--- Records for the task ---
*****

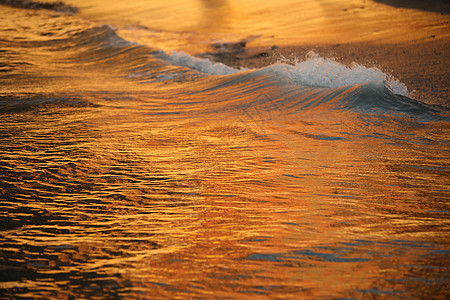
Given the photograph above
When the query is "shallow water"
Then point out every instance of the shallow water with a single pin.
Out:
(128, 172)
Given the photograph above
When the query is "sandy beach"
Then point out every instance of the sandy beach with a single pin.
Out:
(420, 59)
(131, 168)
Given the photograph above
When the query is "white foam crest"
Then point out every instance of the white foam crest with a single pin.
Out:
(316, 71)
(203, 65)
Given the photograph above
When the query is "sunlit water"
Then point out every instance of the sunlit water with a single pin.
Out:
(127, 172)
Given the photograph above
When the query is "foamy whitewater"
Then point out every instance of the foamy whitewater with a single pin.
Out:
(128, 171)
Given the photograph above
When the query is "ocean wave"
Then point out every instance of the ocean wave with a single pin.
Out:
(28, 4)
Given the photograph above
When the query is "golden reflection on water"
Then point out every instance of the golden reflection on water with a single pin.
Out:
(118, 188)
(193, 25)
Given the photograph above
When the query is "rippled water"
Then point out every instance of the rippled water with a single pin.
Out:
(126, 172)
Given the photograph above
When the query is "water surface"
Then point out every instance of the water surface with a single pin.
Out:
(129, 172)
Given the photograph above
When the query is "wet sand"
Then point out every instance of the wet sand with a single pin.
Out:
(422, 63)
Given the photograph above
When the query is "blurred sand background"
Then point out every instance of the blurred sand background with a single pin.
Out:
(408, 39)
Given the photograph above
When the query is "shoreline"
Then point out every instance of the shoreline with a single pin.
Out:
(423, 66)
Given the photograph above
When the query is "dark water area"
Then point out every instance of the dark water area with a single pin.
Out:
(129, 172)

*****

--- Task objective ---
Print out the whole of the material word for word, without pictures.

--- Written solution ---
Given the photograph above
When the query is "shallow water"
Then point out every instance of the shallow water with a single pin.
Out:
(128, 172)
Given the photograph above
When the query is "sandy beach"
Then point out every instance of the sandy beach with a single pin.
Out:
(420, 59)
(131, 168)
Given the photograph above
When the query is "white foam crest"
Then point out every instance of the white foam crest with a single pin.
Out:
(316, 71)
(203, 65)
Given the photograph above
When the query is "sunlit water"
Then point out every instance of the sunlit water with a single pin.
Out:
(127, 172)
Given the photograph above
When the query is "foamy whitewater"
Then point out every instance of the foamy whitewater with a single pin.
Out:
(128, 171)
Given the photograph above
When the query is "ocean wave"
Then point out every instance of the ocean wave with a single pin.
Out:
(28, 4)
Given the photograph above
When the query is "golden reflection on water"
Then point out every instance of the golden reflection on water with a single pin.
Out:
(118, 188)
(193, 25)
Given the photograph above
When the query is "rippled water"
Then point out every instance of the rippled water with a single pin.
Out:
(126, 172)
Given the photograph above
When the query is "water surface"
Then point out every instance of the water surface with a single pin.
Out:
(129, 172)
Given the photograph above
When the query is "wet sand"
Then point out every instance of the wet sand with a single pin.
Out:
(422, 63)
Given the photograph above
When the query is "blurred sand background"
Then point out every instance of the blurred sand background with a single pin.
Out:
(408, 39)
Given the photograph above
When the query is "shoreline"
Then point out every instance of the shoreline with a single pin.
Out:
(423, 66)
Given the photograph above
When the query is "dark water area"
Then point out every instance of the dark water area with a single pin.
Out:
(129, 172)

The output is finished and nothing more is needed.